• Requirement: In the traffic-camera text below, copy the passage from "Traffic cameras… Are" up to and including "away with it.", putting "freedoms" in place of "liberties".

• Text shown:
Traffic cameras… Are they 21st-century lifesavers, playing a crucial role in reducing deaths and serious injuries on our roads? Or are they a modern-day milch cow, a highly successful generator of revenue for police and local authorities? It’s the question that motorists have been asking ever since the first Dutch-made Gatso cameras – named after their rally-driving inventor, Maurice Gatsonides – started ‘big-brothering’ errant drivers.
The answer, it seems, depends on whether or not you’ve fallen foul of these high-tech extensions to the long arm (and eyes) of the law. If you have, the overwhelming evidence suggests you firmly believe traffic cameras are tax-raising infringers of personal liberties – specifically the one that allows you to break the law and get away with it.
Driven to destruction
Some drivers become so angry they go to great lengths to defend themselves against speed cameras. None more than British motorist, Shafkat Munir, 26, who had a clean licence until, within a short space of time, he was caught speeding on three occasions. Although that would not normally have meant him losing his licence, he arranged for a false death certificate to be sent to the police in order that they dropped the charges. When his ‘defence’ was shown to be dead in the water he was given a 12-month prison sentence and banned from driving for 18 months.
Other irate drivers have taken out their vengeance against the cameras by setting fire to them, pulling them from their mountings with 4x4s and even blowing them up with explosives. Others, including my wife, have quietly faced the music, paid the price and come away believing traffic cameras are not purely there to collect cash.
Yellow peril
Her sin was to be snapped doing 35mph in a 30mph zone by a camera that she has driven past a thousand times without exceeding the limit. After all, like most speed cameras in the UK, it’s painted bright yellow so that you can see it and a warning sign depicting a camera is positioned well before you reach the camera itself. However, distracted by a chatting passenger (mother-in-law!) she had momentarily lost concentration. Police offered her the chance to avoid penalty points on her (clean) licence and a £60 (US$110) fine by attending a day-long speed-awareness course – costing £60 – and run by ex-traffic cops.
It was, she says, the best £60 she’d spent in a long time and she came away with a CD showing the locations of all speed cameras in our area – surely not the gift of an organisation out to raise funds? Rather, it suggests one determined (by the presence of the cameras) to reduce deaths and serious injuries. Mind you, one statistic yet to be published is how many accidents are caused by speeding drivers braking hard when they spot a traffic camera ahead and then accelerating hard when they’ve passed it. Not that these dodging drivers will get away with it much longer. With even newer, even higher-tech linked cameras, drivers’ average speed over a given distance can be calculated and a ticket issued to offenders.
Love them or loathe them, traffic cameras are here to stay. Drivers could do worse than remember: if you don’t like the fine – don’t do the crime!

• Dataset entries:
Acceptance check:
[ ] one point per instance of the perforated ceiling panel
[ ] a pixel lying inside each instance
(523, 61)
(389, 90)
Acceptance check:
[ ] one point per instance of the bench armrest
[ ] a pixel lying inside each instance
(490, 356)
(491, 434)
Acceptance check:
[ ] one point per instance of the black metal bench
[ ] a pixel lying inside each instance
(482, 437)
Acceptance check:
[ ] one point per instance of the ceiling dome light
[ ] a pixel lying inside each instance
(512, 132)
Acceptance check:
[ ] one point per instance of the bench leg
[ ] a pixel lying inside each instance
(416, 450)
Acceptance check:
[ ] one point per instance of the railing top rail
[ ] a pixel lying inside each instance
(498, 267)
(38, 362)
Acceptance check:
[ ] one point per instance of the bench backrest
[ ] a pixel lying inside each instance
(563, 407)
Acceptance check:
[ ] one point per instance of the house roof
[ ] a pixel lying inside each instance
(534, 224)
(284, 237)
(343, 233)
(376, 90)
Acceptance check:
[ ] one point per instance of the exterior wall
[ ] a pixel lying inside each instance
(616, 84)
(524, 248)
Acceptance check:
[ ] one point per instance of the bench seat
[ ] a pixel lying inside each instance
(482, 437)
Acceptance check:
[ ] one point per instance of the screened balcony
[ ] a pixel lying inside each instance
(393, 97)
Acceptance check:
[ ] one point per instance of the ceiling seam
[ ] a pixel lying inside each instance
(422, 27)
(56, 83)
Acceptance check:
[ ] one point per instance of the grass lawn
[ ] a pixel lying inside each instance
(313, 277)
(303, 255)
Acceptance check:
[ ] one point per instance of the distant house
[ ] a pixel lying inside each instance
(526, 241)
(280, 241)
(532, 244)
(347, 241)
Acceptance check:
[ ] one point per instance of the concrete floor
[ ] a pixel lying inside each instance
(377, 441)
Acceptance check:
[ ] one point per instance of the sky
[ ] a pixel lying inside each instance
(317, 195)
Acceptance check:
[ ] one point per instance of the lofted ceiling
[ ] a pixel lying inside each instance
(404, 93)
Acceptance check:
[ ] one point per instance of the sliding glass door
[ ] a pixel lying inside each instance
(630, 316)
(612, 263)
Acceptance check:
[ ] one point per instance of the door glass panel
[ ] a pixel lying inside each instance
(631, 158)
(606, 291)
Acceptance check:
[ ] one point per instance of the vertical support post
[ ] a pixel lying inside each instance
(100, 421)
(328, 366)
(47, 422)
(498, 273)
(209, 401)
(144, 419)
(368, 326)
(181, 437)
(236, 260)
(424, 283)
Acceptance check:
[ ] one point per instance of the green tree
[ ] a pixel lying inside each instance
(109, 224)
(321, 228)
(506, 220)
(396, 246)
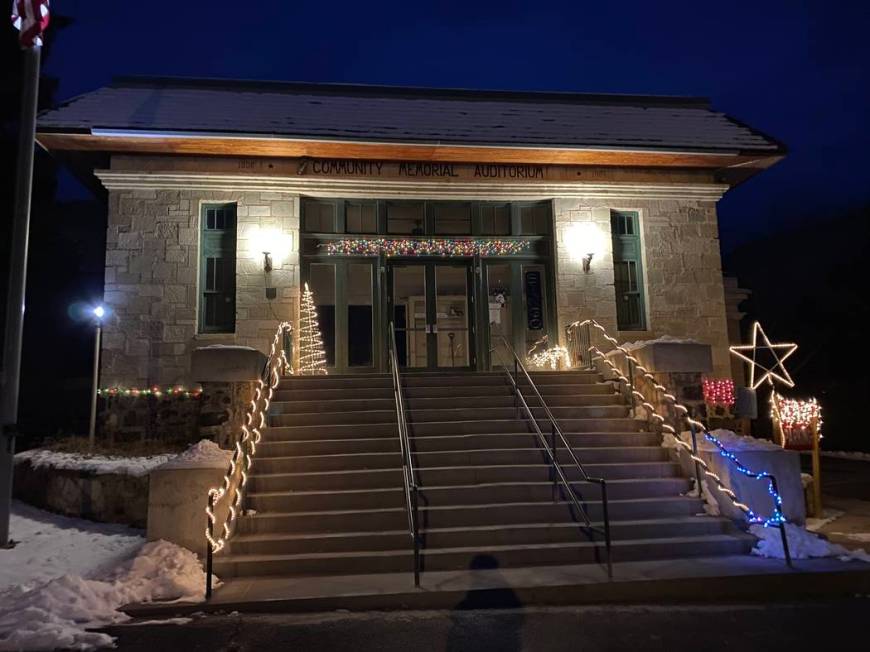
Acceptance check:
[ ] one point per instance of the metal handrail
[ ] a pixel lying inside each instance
(552, 453)
(580, 346)
(409, 476)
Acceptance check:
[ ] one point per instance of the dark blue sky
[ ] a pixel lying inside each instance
(798, 71)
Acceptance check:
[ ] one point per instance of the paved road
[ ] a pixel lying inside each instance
(835, 625)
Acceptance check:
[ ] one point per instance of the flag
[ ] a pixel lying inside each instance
(30, 17)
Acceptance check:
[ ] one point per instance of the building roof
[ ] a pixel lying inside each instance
(334, 112)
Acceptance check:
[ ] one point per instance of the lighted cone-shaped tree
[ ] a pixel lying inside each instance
(312, 357)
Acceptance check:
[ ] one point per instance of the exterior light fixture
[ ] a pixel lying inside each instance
(583, 240)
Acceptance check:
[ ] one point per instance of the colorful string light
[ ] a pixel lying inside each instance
(776, 519)
(425, 247)
(718, 391)
(135, 392)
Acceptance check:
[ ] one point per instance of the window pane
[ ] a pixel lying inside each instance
(535, 219)
(495, 219)
(405, 217)
(321, 281)
(453, 218)
(362, 217)
(498, 289)
(359, 315)
(318, 216)
(451, 304)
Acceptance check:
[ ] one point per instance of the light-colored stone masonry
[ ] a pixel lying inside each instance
(152, 276)
(152, 280)
(682, 271)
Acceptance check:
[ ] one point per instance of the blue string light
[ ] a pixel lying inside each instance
(776, 519)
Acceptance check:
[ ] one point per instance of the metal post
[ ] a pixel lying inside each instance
(95, 388)
(17, 285)
(553, 448)
(631, 386)
(606, 515)
(208, 551)
(697, 464)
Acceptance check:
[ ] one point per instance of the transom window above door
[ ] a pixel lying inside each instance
(426, 217)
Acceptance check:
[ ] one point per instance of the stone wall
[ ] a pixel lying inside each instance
(682, 271)
(152, 263)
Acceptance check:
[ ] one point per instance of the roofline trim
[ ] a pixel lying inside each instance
(222, 135)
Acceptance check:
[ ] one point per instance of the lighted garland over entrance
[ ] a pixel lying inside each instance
(426, 247)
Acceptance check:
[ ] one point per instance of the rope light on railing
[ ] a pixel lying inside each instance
(246, 445)
(776, 518)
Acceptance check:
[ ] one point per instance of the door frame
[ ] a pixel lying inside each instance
(430, 265)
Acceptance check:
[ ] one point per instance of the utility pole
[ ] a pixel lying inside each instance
(31, 30)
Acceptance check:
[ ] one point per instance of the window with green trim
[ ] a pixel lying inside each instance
(628, 271)
(217, 269)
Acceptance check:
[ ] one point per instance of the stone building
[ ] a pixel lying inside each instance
(459, 216)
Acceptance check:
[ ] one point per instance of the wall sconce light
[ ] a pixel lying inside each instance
(583, 240)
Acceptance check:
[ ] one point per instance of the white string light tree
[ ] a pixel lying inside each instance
(312, 356)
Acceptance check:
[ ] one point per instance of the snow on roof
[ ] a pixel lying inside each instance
(408, 115)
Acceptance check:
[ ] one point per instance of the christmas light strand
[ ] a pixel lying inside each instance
(425, 247)
(312, 357)
(718, 391)
(551, 357)
(236, 476)
(177, 391)
(776, 519)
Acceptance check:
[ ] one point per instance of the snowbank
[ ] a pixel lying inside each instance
(664, 339)
(59, 613)
(100, 464)
(802, 544)
(50, 545)
(203, 454)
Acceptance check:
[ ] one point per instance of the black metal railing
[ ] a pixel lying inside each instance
(581, 349)
(552, 451)
(409, 476)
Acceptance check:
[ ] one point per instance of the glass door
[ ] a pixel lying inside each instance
(430, 305)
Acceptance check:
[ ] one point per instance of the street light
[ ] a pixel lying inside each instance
(99, 312)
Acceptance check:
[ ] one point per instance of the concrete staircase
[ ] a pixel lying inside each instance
(326, 498)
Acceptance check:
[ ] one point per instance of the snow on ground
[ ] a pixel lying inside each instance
(203, 454)
(847, 455)
(829, 516)
(50, 545)
(802, 544)
(135, 466)
(60, 612)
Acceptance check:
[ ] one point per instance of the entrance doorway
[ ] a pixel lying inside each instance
(431, 305)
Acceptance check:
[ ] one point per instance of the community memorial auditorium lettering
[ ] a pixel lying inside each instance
(347, 167)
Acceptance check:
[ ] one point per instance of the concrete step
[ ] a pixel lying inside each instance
(446, 391)
(577, 552)
(474, 494)
(422, 429)
(449, 475)
(485, 535)
(269, 448)
(396, 518)
(336, 431)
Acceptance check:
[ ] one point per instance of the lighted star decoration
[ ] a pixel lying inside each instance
(779, 353)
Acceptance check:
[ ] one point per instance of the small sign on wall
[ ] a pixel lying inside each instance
(534, 301)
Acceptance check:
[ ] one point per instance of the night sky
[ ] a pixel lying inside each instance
(797, 71)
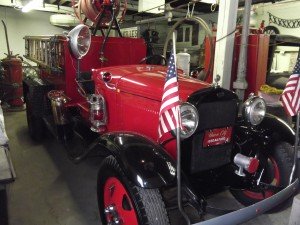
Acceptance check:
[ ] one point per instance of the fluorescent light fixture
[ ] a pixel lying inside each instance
(32, 5)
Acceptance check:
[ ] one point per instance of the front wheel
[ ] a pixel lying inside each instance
(121, 202)
(272, 177)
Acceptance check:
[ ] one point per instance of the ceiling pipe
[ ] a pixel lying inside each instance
(241, 84)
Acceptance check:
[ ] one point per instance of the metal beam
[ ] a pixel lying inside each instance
(225, 41)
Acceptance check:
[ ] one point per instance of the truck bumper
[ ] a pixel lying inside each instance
(247, 213)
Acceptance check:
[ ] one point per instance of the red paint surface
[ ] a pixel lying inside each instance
(134, 95)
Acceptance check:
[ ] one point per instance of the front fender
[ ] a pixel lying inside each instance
(144, 162)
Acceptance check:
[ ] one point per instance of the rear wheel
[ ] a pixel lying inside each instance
(35, 123)
(120, 201)
(274, 175)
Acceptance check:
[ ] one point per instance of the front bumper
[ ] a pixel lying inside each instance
(247, 213)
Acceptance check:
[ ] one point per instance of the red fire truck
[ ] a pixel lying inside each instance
(93, 88)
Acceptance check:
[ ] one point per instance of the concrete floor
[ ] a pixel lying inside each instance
(51, 190)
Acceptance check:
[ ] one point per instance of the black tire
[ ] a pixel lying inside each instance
(35, 123)
(146, 205)
(281, 160)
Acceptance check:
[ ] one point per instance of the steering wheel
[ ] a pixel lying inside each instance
(205, 26)
(154, 60)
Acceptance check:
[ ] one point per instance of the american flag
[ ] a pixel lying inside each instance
(291, 94)
(168, 114)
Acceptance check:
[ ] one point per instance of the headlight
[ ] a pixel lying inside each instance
(189, 120)
(254, 110)
(80, 40)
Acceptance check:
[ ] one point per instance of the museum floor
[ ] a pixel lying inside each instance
(51, 190)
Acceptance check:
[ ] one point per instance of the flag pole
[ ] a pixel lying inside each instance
(296, 148)
(179, 197)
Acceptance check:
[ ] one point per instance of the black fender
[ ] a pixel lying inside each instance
(280, 129)
(143, 161)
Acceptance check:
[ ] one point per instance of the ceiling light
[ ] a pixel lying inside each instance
(32, 5)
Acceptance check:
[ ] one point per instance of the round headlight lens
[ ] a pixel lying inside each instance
(254, 110)
(80, 40)
(189, 120)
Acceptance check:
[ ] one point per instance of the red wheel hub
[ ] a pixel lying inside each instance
(275, 181)
(117, 203)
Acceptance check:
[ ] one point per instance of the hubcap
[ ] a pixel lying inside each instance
(111, 213)
(118, 207)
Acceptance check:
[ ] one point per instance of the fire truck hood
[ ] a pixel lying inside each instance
(149, 80)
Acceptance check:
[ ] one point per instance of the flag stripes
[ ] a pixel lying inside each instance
(168, 114)
(291, 94)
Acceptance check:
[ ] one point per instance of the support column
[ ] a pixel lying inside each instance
(224, 45)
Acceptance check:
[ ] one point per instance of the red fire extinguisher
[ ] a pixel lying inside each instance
(11, 90)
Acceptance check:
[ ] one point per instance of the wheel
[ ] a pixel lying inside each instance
(35, 123)
(271, 30)
(120, 200)
(276, 173)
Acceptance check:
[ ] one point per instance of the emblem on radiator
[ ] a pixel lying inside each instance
(217, 136)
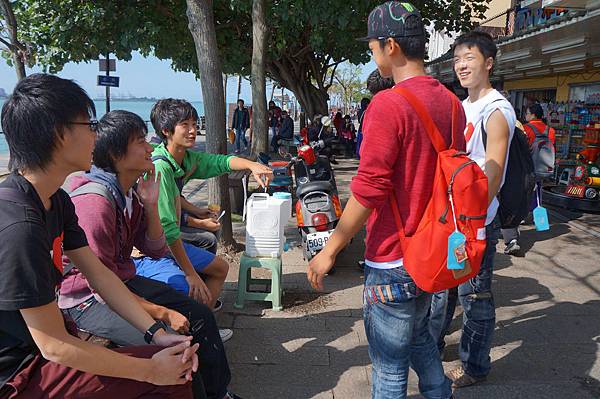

• Answer:
Traffic cameras… Are they 21st-century lifesavers, playing a crucial role in reducing deaths and serious injuries on our roads? Or are they a modern-day milch cow, a highly successful generator of revenue for police and local authorities? It’s the question that motorists have been asking ever since the first Dutch-made Gatso cameras – named after their rally-driving inventor, Maurice Gatsonides – started ‘big-brothering’ errant drivers.
The answer, it seems, depends on whether or not you’ve fallen foul of these high-tech extensions to the long arm (and eyes) of the law. If you have, the overwhelming evidence suggests you firmly believe traffic cameras are tax-raising infringers of personal freedoms – specifically the one that allows you to break the law and get away with it.